**TASK REQUIREMENTS**
Say nothing but the number of lines below in which the string "curb" appears.

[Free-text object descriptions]

----------

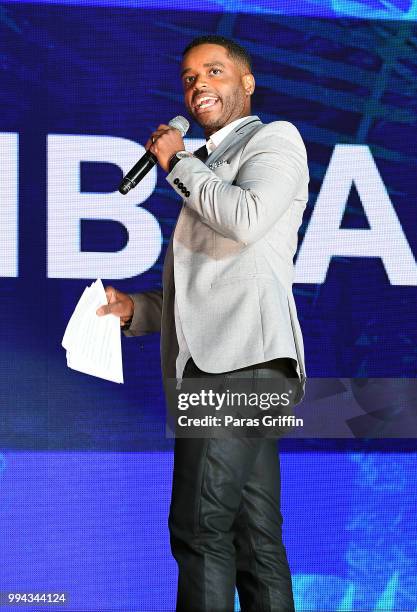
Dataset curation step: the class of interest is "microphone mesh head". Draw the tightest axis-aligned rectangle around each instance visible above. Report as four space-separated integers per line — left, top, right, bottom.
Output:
169 115 190 137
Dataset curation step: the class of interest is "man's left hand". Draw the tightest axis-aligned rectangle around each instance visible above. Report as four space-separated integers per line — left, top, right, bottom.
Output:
145 124 185 172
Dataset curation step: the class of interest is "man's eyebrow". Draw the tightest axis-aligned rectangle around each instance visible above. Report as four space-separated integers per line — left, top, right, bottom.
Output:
180 61 226 78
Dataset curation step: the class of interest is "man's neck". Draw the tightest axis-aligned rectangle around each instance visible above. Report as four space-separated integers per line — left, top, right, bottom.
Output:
204 113 251 139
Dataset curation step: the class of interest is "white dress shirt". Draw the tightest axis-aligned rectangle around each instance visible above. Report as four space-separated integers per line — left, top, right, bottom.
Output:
174 116 254 382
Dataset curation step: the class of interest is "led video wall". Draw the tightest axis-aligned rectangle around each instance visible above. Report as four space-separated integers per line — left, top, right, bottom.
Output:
0 1 416 610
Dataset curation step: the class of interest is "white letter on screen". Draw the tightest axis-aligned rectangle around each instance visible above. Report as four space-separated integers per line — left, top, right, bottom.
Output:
0 133 18 277
295 144 417 286
184 137 206 153
47 135 162 279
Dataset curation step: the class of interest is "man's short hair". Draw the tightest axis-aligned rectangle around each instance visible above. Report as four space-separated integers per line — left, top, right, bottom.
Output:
182 35 252 73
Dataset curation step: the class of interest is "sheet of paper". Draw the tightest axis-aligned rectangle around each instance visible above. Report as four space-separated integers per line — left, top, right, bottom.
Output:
62 279 124 384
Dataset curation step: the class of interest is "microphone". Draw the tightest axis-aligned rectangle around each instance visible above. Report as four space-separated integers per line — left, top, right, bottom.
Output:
118 115 190 195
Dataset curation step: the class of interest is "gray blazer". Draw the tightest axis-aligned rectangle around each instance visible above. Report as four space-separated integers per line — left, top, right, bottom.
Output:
125 115 309 389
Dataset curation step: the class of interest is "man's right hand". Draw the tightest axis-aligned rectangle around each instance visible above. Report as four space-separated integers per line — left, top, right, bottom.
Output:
96 286 134 327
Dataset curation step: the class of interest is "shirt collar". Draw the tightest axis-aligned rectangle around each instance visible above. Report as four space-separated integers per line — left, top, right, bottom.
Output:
206 116 254 155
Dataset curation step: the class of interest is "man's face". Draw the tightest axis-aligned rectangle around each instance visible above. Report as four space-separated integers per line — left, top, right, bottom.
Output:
181 43 254 136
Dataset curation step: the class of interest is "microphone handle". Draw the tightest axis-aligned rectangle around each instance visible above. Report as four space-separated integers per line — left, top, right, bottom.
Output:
119 151 158 195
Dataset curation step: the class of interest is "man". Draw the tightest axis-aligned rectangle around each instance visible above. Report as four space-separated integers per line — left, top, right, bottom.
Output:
97 35 309 611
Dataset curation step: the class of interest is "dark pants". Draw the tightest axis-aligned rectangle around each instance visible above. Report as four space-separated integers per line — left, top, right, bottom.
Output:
168 357 296 612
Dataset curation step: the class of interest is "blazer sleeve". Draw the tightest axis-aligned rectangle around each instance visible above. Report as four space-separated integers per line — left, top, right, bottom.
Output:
166 121 308 245
122 289 163 337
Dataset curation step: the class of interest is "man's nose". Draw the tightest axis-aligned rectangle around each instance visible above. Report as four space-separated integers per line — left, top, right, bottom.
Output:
193 74 208 89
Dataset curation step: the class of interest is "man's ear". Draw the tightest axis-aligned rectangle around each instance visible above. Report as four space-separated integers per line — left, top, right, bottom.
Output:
242 73 255 96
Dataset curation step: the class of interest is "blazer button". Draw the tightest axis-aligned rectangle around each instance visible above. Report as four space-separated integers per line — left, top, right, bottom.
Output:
186 191 190 197
178 182 184 189
181 187 187 193
174 178 179 185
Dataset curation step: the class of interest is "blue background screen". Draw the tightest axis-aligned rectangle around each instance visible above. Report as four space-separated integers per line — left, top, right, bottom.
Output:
0 1 416 610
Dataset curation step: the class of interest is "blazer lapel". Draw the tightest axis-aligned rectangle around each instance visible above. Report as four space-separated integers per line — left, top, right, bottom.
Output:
206 115 263 166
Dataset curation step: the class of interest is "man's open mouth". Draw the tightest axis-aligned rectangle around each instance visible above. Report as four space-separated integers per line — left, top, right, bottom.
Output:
193 96 219 112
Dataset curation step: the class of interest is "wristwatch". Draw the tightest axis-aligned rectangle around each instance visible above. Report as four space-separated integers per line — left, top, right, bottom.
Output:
168 150 194 173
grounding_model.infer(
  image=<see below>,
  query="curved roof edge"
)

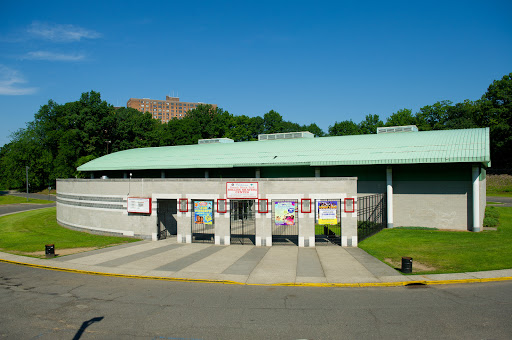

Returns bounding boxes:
[78,127,491,172]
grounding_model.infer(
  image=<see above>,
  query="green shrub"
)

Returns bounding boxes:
[485,206,500,219]
[484,217,499,228]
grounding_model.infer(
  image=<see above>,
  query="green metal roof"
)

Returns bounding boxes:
[77,127,491,171]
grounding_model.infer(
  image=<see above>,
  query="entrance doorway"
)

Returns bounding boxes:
[191,199,215,243]
[271,199,299,245]
[314,199,341,246]
[157,199,177,240]
[230,200,256,245]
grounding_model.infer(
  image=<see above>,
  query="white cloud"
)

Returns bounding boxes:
[0,65,37,95]
[27,21,101,42]
[23,51,85,61]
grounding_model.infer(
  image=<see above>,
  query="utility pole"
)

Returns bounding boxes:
[26,166,29,202]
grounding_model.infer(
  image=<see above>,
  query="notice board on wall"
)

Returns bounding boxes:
[226,182,258,199]
[127,197,152,214]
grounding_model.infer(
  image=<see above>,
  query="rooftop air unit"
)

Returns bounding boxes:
[376,125,419,134]
[198,138,235,144]
[258,131,315,141]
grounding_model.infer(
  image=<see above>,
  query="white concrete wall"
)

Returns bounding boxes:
[391,180,471,230]
[57,177,358,245]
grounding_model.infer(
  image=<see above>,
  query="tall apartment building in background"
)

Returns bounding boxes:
[126,96,217,123]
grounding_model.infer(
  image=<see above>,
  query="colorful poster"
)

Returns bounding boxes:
[274,201,296,226]
[318,200,338,225]
[194,201,213,224]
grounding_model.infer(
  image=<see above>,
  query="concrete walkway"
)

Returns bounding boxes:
[1,201,511,286]
[1,238,511,286]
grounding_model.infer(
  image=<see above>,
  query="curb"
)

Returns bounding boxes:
[2,258,512,288]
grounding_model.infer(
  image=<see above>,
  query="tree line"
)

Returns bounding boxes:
[0,73,510,191]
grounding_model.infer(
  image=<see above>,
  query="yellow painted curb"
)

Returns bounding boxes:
[1,258,512,287]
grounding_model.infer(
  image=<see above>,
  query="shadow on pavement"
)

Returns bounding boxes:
[73,316,104,340]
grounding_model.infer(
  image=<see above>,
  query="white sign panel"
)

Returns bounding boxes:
[127,197,152,214]
[226,182,258,199]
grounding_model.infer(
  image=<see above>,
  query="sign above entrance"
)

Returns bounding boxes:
[226,182,258,199]
[127,197,152,214]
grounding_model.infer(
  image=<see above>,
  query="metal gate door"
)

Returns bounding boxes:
[157,199,177,240]
[191,199,215,243]
[315,199,342,246]
[230,200,256,245]
[358,194,387,241]
[271,199,299,246]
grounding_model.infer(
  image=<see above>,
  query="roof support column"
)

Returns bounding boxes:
[255,168,260,178]
[205,170,209,179]
[161,170,165,179]
[472,165,481,232]
[387,166,393,228]
[315,167,321,178]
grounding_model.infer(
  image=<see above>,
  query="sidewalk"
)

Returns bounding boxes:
[1,238,511,286]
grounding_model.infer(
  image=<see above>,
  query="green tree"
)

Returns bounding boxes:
[302,123,325,137]
[359,114,383,134]
[445,100,481,130]
[480,73,512,168]
[385,108,416,127]
[416,100,452,130]
[328,120,360,136]
[263,110,284,133]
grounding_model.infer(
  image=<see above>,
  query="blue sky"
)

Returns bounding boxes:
[1,0,511,146]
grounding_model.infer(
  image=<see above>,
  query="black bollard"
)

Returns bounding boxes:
[401,256,413,273]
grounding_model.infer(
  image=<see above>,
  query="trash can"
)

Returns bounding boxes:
[45,244,55,258]
[401,256,412,273]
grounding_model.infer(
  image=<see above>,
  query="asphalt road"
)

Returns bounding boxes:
[0,192,56,217]
[2,191,56,201]
[487,196,512,207]
[1,262,511,339]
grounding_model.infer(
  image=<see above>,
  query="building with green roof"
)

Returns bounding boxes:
[58,127,490,245]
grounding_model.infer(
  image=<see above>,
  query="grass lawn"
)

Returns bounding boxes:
[0,195,54,205]
[359,206,512,274]
[487,174,512,197]
[487,191,512,198]
[0,207,140,257]
[315,224,341,234]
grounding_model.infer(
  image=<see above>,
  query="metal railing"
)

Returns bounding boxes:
[358,194,387,241]
[230,200,256,245]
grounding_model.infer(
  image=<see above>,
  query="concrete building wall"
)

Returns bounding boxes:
[393,181,470,230]
[353,163,484,231]
[57,177,358,246]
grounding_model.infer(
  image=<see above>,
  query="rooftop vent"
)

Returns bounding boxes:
[258,131,315,141]
[198,138,234,144]
[377,125,419,134]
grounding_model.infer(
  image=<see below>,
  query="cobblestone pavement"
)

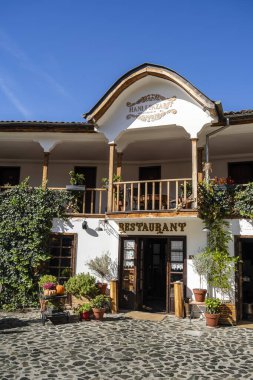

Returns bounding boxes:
[0,311,253,380]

----------

**RESPONSE BOX**
2